>> begin Text passage
Exterior Paint: How Much for a House?

Exterior estimating uses the same formula — perimeter times wall height, minus doors and windows — but the surface varies far more than indoors, and you almost always want two coats outside.

Rough ranges by home size:

  • 1,500 sq ft single-story home: roughly 1,200–1,500 sq ft of siding. Plan on 5–8 gallons for two coats on smooth siding, more on stucco or rough surfaces.
  • 2,000 sq ft two-story home: roughly 2,000–2,400 sq ft of siding. Plan on 8–12 gallons for two coats.
  • 2,500–3,000 sq ft two-story home: 2,500–3,500 sq ft of siding. Plan on 10–16 gallons.

Add 1–3 gallons for exterior trim, soffits and fascia in a contrasting color. Garage doors and porch ceilings are often counted separately. Stucco, brick and rough cedar can easily double the gallons needed because of how much paint they absorb — if your exterior is anything other than smooth siding, measure carefully and budget extra.

The Cost Side

How Much Does Painting Cost?

Paint cost has two big components: the paint itself, and — if you are not doing it yourself — the labor. The paint cost is the same whether you DIY or hire out; labor is what swings the bill.

Paint, by quality tier:

  • Budget paint: $20–$30 per gallon. Works for closets, basements, and rentals you do not want to invest in.
  • Mid-range: $30–$50 per gallon. The sweet spot for most projects — good coverage, acceptable durability.
>> end Text passage
>> begin Material provided
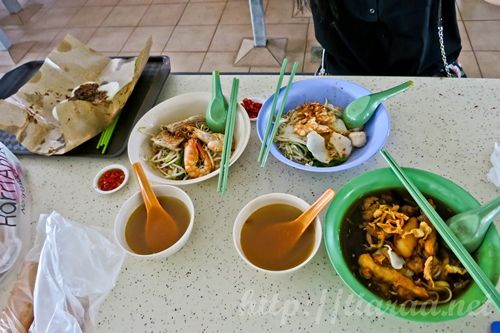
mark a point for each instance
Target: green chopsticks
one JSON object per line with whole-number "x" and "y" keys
{"x": 106, "y": 135}
{"x": 228, "y": 138}
{"x": 274, "y": 117}
{"x": 445, "y": 232}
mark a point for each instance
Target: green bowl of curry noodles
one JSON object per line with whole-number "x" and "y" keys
{"x": 390, "y": 255}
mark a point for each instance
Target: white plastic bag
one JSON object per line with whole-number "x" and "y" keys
{"x": 78, "y": 267}
{"x": 13, "y": 203}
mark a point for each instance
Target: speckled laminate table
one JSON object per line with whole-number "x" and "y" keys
{"x": 447, "y": 126}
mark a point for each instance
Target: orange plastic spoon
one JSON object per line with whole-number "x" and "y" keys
{"x": 282, "y": 237}
{"x": 161, "y": 229}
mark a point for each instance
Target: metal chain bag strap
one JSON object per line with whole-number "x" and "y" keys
{"x": 452, "y": 70}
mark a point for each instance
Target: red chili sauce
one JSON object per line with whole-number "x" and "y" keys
{"x": 251, "y": 107}
{"x": 111, "y": 179}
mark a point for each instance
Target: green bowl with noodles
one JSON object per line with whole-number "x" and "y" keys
{"x": 341, "y": 220}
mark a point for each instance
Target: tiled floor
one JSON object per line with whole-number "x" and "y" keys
{"x": 200, "y": 35}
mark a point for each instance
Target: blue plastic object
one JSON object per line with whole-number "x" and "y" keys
{"x": 339, "y": 93}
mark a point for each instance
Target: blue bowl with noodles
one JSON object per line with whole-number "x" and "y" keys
{"x": 339, "y": 93}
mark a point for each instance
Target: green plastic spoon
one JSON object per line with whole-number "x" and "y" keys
{"x": 470, "y": 227}
{"x": 359, "y": 111}
{"x": 217, "y": 109}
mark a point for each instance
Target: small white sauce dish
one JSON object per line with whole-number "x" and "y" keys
{"x": 101, "y": 172}
{"x": 134, "y": 202}
{"x": 266, "y": 200}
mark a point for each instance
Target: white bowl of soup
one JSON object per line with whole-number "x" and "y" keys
{"x": 274, "y": 208}
{"x": 174, "y": 144}
{"x": 130, "y": 223}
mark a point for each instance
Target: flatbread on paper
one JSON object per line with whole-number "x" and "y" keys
{"x": 46, "y": 114}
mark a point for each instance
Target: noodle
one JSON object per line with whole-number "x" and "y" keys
{"x": 169, "y": 148}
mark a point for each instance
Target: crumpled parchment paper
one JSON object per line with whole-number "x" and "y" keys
{"x": 46, "y": 114}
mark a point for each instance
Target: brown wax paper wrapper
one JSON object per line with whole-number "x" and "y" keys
{"x": 53, "y": 112}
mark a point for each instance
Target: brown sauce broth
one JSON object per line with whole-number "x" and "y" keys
{"x": 256, "y": 249}
{"x": 136, "y": 224}
{"x": 352, "y": 238}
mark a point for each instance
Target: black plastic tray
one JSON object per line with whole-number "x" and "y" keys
{"x": 142, "y": 99}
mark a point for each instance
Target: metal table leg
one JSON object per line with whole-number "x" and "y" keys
{"x": 260, "y": 51}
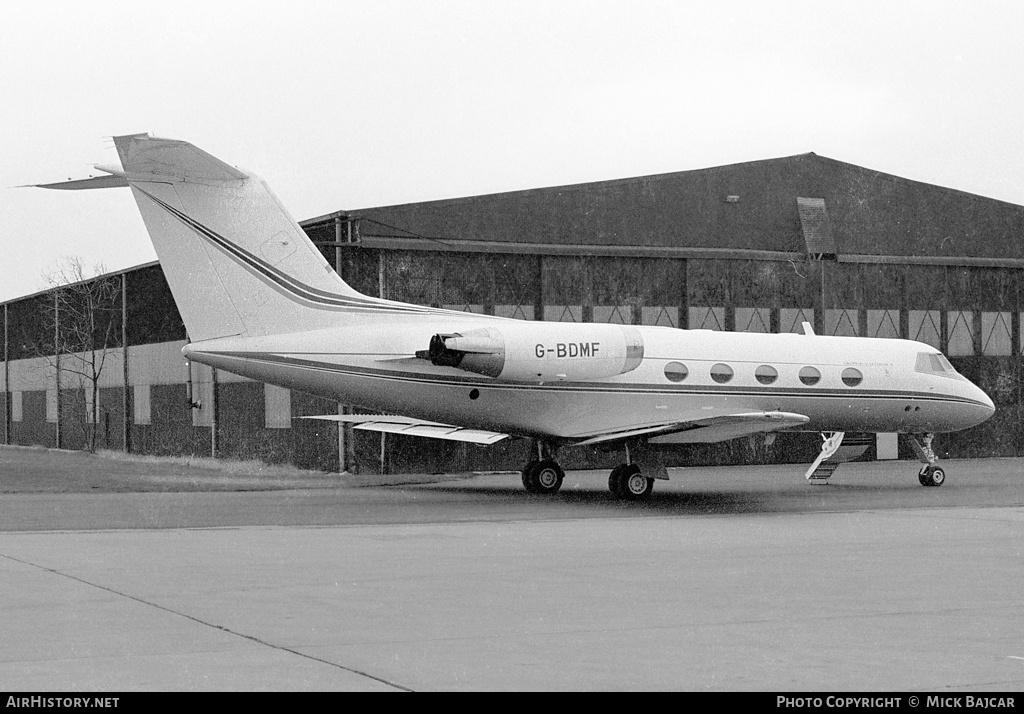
>> end Material provided
According to the passage on exterior paint, which exterior surfaces can easily double the gallons of paint needed?

Answer below: Stucco, brick and rough cedar.